How many lines in the rows below contain the string "beam", matching case exactly? Reply with the number only.

*MATERIAL FOR THE TASK:*
-- BEGIN --

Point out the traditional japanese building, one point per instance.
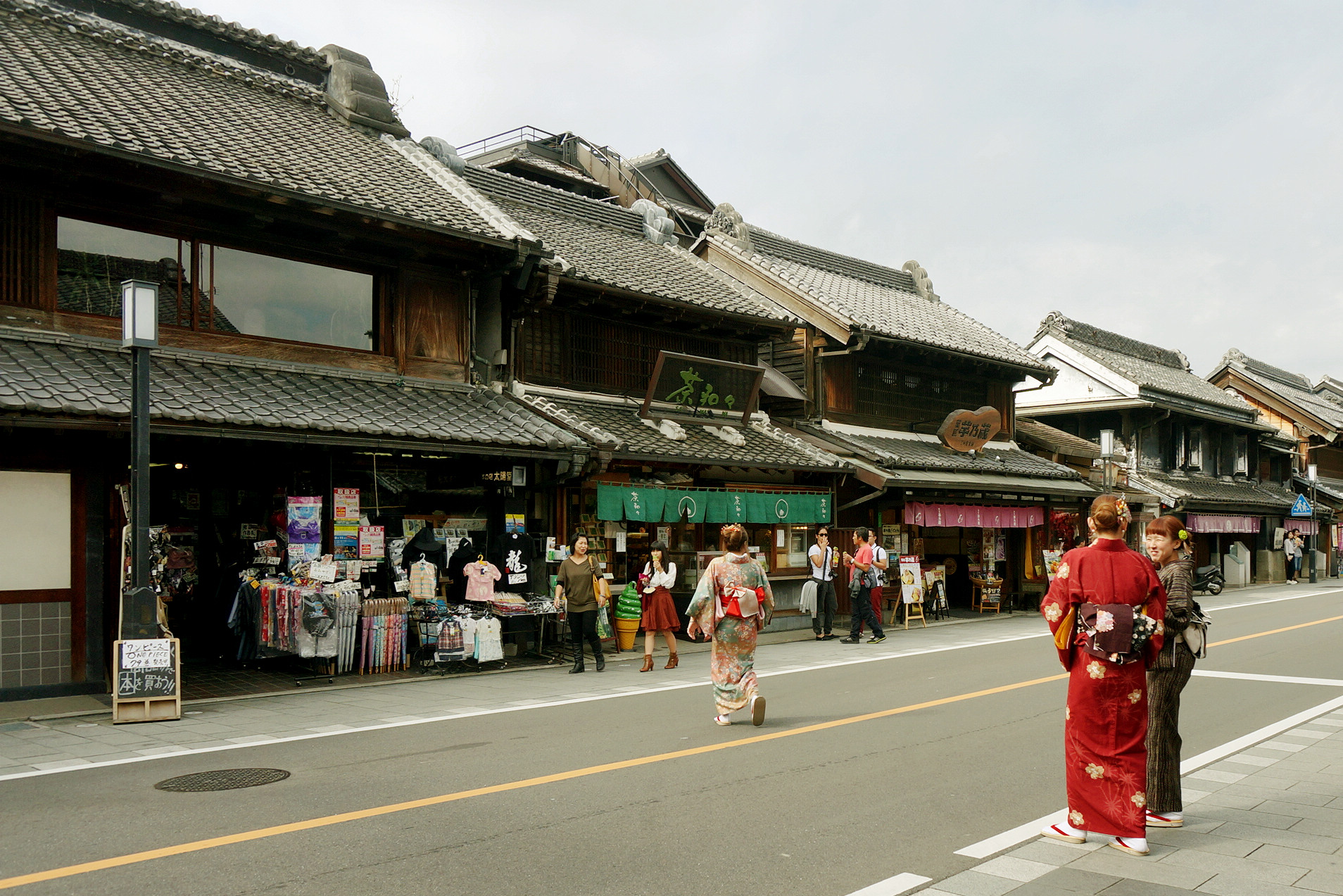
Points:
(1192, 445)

-- END --
-- BEGIN --

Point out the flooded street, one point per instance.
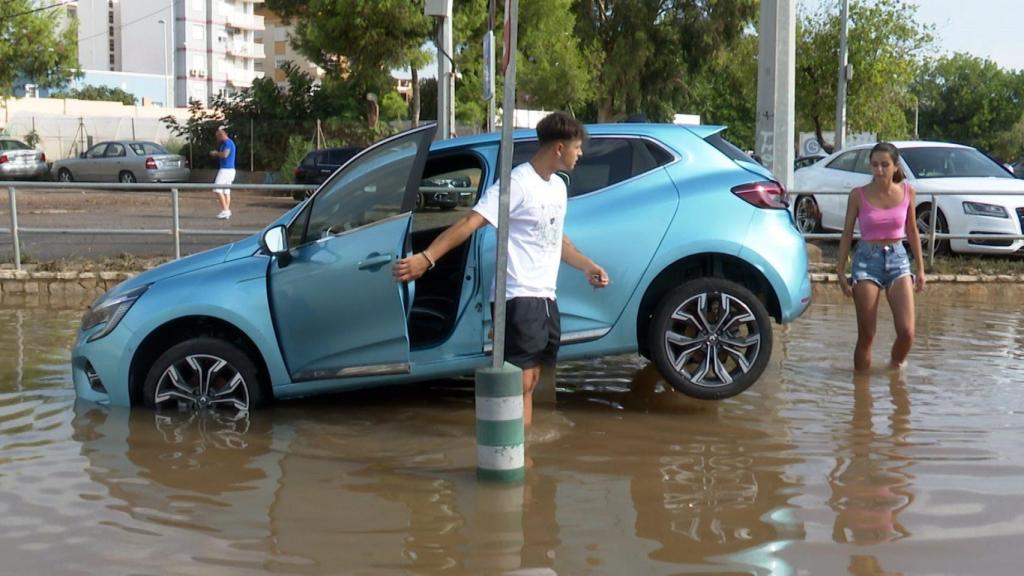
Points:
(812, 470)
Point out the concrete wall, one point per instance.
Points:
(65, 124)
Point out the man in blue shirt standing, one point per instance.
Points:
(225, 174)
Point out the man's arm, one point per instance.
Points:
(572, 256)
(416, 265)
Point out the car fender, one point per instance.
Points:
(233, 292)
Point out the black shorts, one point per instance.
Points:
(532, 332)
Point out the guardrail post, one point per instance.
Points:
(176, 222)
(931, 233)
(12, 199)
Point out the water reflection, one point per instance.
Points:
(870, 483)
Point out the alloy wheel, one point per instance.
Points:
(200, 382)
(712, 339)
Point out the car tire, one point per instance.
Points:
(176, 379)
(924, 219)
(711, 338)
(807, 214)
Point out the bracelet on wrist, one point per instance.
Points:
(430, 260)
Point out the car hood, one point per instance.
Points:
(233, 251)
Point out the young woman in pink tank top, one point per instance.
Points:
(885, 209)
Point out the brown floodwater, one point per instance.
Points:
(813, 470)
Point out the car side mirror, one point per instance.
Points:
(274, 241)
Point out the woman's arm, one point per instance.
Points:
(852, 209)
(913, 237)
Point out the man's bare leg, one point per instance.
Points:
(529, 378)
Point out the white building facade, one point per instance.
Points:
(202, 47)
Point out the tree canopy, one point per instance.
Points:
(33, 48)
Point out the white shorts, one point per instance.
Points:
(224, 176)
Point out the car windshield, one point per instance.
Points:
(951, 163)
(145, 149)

-- END --
-- BEGIN --

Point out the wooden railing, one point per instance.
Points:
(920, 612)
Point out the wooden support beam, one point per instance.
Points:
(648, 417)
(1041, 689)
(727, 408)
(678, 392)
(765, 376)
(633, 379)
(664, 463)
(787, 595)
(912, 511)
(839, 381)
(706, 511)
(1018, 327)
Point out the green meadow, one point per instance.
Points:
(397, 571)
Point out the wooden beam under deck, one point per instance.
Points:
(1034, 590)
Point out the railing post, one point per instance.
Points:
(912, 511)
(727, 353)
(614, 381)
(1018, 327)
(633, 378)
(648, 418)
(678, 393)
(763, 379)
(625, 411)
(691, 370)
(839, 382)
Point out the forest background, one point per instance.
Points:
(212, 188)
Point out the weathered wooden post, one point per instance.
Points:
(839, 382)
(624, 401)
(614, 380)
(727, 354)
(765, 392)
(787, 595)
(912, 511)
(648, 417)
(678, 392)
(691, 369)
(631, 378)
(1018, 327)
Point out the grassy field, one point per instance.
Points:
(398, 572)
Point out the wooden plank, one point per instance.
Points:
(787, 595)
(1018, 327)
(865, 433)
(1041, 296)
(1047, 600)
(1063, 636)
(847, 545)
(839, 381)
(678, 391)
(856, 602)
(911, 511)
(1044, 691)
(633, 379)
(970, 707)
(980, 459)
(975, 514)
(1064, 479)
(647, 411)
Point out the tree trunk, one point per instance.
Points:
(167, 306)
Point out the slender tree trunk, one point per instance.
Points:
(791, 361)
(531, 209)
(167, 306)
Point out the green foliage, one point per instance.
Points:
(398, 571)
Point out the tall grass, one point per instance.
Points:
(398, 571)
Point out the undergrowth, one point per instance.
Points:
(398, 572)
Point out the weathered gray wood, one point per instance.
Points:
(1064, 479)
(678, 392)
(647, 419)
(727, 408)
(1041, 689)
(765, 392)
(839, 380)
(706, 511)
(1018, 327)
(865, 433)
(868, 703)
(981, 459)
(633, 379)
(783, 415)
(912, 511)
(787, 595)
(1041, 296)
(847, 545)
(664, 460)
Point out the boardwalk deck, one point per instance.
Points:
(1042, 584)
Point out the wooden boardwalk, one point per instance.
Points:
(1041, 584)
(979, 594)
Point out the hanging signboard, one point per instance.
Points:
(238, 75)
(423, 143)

-- END --

*FULL SOLUTION:*
2